This year’s report by Hotstats highlights the trends and stories that shaped 2020—from labor restructuring and breaking even to rethinking F&B and changing business channels. Beyond HotStats’ own analysis, the report features commentary from a cross-section of the hotel industry, including Hyatt Hotels Corp., Host Hotels & Resorts, Aimbridge Hospitality and HAMA Europe.
2020 will go down as the most difficult year on record for the global hotel industry—until the next one. Which is to say that there is an inevitability of something beyond anyone’s control impacting travel and hospitality, testing its resiliency.
COVID-19 was the black swan event the hotel industry often alludes to and hopes to perpetually avoid. In an act of defiance, 2020 went rogue. The start of the new decade was one to forget and remember. Antithetical, sure, but a reminder that preparedness is about lessons learned through difficulty. And if ever there was a year of upheaval, it was 2020.
The first shocks came in February when Asia performance plummeted. The hotel industry calved like a glacier from then on, shedding revenue and profit as case counts mounted and demand deflated. Hotels overnight went from serving guests to survival mode.

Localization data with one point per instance
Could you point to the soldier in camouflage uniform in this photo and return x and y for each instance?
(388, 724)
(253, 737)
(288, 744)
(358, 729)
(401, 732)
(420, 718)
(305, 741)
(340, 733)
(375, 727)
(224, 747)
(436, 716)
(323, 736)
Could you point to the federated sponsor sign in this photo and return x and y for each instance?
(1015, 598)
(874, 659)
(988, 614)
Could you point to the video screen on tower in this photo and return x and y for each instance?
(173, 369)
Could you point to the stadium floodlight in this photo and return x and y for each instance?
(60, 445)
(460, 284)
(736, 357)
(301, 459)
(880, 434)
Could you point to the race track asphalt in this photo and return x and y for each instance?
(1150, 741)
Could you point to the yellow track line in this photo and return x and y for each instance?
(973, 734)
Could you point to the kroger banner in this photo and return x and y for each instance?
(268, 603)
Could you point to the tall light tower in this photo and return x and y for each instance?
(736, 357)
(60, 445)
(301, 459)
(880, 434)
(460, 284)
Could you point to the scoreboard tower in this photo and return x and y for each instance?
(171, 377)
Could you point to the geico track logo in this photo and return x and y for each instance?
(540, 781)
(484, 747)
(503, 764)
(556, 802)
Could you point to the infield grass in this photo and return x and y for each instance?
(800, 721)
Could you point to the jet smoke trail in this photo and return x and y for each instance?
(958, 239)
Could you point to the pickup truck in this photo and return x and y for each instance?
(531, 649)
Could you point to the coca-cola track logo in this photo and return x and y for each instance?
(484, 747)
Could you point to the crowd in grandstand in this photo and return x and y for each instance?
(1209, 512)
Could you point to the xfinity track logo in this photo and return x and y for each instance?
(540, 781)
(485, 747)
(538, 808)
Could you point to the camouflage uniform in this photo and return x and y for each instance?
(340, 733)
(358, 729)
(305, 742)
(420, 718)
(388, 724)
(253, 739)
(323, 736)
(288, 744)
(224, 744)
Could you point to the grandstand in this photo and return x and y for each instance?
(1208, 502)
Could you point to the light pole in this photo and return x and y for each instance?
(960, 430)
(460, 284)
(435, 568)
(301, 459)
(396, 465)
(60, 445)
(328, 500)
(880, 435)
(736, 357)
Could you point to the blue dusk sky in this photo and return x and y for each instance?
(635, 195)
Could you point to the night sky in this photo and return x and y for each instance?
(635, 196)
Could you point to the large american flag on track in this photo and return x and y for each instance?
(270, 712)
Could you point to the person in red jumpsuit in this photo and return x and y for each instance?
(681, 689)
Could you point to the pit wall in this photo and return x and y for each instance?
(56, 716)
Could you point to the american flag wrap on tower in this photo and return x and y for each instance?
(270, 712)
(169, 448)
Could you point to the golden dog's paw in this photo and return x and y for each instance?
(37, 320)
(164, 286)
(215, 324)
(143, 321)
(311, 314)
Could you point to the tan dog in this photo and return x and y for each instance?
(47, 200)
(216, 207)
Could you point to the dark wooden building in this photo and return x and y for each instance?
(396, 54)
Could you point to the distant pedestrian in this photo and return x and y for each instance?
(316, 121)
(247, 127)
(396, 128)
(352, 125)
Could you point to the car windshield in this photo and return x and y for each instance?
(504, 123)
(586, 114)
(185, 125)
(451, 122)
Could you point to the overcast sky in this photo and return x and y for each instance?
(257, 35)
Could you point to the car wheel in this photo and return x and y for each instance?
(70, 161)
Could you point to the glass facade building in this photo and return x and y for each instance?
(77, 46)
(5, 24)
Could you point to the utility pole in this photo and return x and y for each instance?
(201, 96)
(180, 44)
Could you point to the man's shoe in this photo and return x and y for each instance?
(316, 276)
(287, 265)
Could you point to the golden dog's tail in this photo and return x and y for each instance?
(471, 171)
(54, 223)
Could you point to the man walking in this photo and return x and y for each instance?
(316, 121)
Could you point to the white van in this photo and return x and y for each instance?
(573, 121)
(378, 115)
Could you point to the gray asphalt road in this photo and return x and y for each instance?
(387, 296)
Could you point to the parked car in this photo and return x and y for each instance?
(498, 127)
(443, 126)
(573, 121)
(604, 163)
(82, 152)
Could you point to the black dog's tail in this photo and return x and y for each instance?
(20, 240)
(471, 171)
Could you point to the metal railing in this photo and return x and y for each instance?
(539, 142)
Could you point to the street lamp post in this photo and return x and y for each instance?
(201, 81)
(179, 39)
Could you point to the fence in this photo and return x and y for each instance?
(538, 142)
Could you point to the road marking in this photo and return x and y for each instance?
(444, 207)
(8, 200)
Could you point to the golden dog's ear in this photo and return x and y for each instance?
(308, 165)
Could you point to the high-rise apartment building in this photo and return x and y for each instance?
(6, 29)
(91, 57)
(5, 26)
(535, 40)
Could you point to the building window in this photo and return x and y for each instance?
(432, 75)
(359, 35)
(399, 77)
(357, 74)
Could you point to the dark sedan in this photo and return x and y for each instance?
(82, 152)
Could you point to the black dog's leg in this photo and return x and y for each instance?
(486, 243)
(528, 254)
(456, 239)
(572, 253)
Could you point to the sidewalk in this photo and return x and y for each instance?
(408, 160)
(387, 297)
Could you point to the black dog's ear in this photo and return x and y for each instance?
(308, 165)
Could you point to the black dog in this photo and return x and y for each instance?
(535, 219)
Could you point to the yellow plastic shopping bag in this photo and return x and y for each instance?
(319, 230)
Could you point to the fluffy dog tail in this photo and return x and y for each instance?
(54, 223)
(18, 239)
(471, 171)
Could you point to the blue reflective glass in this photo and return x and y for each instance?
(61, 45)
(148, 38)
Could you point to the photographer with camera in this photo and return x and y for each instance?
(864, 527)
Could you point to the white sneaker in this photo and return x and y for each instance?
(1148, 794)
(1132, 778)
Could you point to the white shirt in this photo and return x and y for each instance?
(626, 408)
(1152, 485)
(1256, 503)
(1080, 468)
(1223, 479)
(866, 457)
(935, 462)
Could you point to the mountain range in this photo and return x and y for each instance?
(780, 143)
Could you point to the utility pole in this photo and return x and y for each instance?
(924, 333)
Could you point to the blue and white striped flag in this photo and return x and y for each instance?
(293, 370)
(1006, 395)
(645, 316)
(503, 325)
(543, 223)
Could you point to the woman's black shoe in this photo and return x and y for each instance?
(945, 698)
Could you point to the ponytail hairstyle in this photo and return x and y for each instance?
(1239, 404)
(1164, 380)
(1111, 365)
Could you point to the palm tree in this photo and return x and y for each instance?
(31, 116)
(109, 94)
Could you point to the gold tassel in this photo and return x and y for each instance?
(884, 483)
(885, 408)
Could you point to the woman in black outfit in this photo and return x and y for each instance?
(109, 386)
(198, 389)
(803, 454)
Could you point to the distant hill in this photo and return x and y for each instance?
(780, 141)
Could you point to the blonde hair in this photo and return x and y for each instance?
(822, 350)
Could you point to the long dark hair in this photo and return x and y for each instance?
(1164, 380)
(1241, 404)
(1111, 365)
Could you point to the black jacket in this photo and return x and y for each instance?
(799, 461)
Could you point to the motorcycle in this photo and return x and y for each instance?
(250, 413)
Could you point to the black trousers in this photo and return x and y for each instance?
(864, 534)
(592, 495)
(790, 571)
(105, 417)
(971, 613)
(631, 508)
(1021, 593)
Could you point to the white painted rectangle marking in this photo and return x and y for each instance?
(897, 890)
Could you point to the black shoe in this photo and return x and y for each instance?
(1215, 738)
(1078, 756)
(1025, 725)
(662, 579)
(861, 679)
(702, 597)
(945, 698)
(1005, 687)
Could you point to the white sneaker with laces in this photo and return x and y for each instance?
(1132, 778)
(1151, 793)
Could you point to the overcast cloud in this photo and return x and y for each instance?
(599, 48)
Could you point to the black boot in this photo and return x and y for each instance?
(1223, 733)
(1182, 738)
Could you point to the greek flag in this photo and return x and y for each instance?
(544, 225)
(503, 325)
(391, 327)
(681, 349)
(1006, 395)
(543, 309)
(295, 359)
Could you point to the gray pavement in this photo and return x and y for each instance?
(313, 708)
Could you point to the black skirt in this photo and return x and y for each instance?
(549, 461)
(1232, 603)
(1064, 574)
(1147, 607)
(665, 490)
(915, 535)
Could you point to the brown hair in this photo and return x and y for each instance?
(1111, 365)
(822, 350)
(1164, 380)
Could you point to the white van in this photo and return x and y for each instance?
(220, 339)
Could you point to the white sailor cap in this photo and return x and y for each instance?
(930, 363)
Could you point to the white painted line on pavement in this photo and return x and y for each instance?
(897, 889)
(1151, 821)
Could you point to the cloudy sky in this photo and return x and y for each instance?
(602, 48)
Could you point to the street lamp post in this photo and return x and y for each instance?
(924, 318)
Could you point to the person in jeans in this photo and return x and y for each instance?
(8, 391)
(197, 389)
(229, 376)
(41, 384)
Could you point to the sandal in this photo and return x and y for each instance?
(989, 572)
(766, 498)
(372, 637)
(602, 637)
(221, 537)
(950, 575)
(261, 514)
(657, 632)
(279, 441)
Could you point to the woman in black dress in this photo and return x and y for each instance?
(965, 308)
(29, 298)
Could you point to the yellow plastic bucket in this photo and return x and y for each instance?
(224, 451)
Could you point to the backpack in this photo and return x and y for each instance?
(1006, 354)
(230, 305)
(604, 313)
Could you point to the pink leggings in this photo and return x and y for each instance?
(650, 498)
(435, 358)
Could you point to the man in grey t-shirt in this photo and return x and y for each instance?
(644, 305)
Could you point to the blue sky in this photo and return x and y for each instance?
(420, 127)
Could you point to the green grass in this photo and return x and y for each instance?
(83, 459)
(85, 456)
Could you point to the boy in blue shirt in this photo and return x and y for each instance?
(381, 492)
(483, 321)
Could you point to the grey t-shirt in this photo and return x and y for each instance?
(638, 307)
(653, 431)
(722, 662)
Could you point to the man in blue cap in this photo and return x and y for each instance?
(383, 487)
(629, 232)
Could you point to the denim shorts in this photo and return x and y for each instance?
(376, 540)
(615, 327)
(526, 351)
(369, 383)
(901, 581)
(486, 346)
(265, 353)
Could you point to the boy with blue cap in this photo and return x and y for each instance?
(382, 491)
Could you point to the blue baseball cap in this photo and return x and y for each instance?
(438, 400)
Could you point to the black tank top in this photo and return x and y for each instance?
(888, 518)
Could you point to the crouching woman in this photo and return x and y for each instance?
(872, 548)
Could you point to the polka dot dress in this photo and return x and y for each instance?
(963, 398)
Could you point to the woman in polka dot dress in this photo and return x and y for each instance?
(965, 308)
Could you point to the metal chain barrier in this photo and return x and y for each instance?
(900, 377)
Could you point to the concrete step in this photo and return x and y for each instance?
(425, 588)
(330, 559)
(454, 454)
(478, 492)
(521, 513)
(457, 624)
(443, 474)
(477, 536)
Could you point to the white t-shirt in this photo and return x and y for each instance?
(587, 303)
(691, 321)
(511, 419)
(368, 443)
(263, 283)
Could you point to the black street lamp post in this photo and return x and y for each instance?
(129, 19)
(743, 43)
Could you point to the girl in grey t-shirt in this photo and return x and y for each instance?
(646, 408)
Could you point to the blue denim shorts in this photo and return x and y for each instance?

Work order 1:
Answer these questions about the text on the hotel industry in 2020, one line each:
(a) Which four companies besides HotStats contributed commentary to the report?
(b) What event does the text call the black swan event?
(c) In which month did the first shocks come, and in which region did performance plummet?
Work order 2:
Continue the text on the hotel industry in 2020 after its last sentence.
You do not need the listing for these tasks.

Task result 1:
(a) Hyatt Hotels Corp., Host Hotels & Resorts, Aimbridge Hospitality and HAMA Europe
(b) COVID-19
(c) February; Asia

Task result 2:
But the global hotel industry has never been one to throw in the towel. The initial blow was hard, but like a seasoned prizefighter, the hotel industry is working its way off the mat. And like a plucky pugilist, it’s now fighting its way back into the match—week by week, month by month. A review of 2020 industry performance is akin to watching a horror film: It’s frightening and at turns silly. Almost every measurement HotStats tracks fell as much as or more than 50% year over-year, both on the revenue and expense sides of the ledger. Context matters and in the course of tracking the recovery, year-over-year comps just don’t cut it. The rebound will be measured incrementally, on a month-to-month basis, and across the entire profit-and-loss spectrum.
In years past, our annual “Profit Matters” tracker assessed the performance of an assortment of global cities across revenue, expense and profit. Unless you subscribe to masochism, the anomaly that was 2020 renders that normal evaluation pointless. Instead of cataloguing individual cities, we decided to take a different tack. This year, each section hits on the trends, data and subjects that mattered most to hoteliers. We accomplished it in association with some of our industry partners, who offered an “on-the-ground” recreation.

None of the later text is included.